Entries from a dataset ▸
=======
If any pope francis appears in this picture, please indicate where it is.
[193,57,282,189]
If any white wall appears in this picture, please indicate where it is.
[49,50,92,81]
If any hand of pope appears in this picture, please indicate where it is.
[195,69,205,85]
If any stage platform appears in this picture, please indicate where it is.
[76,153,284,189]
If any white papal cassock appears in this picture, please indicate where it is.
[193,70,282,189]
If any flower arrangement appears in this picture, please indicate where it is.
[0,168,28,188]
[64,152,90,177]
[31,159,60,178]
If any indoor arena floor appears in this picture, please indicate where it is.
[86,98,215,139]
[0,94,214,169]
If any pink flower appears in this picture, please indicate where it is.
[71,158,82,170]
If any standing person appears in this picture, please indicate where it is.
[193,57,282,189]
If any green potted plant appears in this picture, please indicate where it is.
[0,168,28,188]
=======
WHAT TO PRODUCE ▸ Please arrange every line of the material above as a JSON list of strings, with one string per line and any blank lines dropped.

ANSWER TO THIS PROBLEM ▸
[
  "If any pope francis appears in this picture, please indicate where it is.",
  "[193,57,282,189]",
  "If any white wall appears in this picture, please indicate where it is.",
  "[49,50,92,81]",
  "If any hand of pope appears in this picture, please indicate where it is.",
  "[195,69,205,85]",
  "If any stage platform appears in this picture, please indicate where it is.",
  "[76,153,284,189]",
  "If any white papal cassock appears in this picture, please indicate where it is.",
  "[193,70,282,189]",
  "If any flower arrangement appears in this picture, please indicate where it is.",
  "[0,168,28,188]",
  "[64,152,90,177]",
  "[31,159,60,178]",
  "If any indoor arena floor appears in this picture, please indicate where it is.",
  "[86,98,215,139]",
  "[0,94,214,169]",
  "If any pink flower appears in this picture, please indicate where it is.",
  "[71,158,82,170]",
  "If any standing person appears in this picture, please indicate where it is.",
  "[193,57,282,189]",
  "If any green potted plant appears in this picture, please indicate where it is.",
  "[0,168,28,188]"
]